Problem details: List every line below that contains the word "black".

Data listing:
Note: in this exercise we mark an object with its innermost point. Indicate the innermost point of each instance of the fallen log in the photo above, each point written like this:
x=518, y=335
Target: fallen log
...
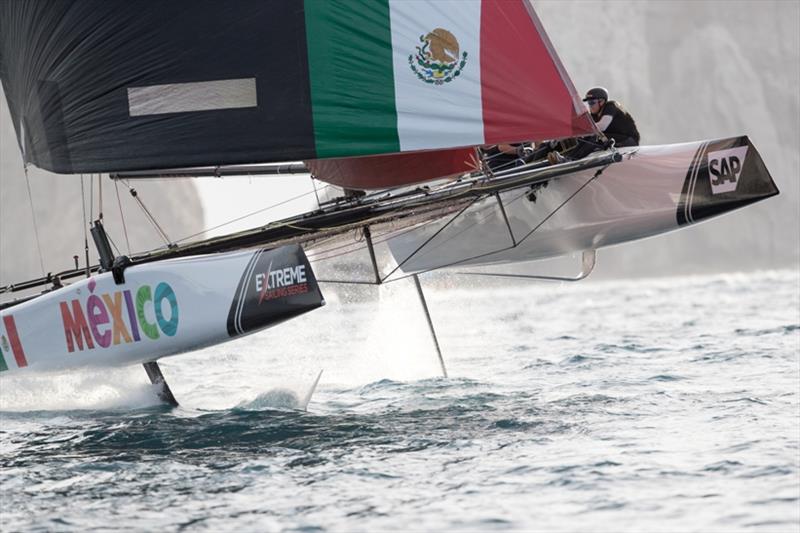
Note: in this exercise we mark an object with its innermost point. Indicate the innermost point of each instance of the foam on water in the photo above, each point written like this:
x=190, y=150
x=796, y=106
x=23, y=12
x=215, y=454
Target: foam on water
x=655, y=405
* * *
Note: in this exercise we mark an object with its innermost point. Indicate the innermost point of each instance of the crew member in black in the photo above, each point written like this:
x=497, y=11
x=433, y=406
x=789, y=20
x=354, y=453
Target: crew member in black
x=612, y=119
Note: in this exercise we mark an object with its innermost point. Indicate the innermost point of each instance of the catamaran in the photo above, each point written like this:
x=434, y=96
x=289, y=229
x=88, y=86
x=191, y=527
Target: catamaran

Finished exercise:
Note: in this exercise we mark an object with its innermost point. Indicate the innermost point of each instance of the crew member in black in the photo above, each point written like this:
Target: crew member in black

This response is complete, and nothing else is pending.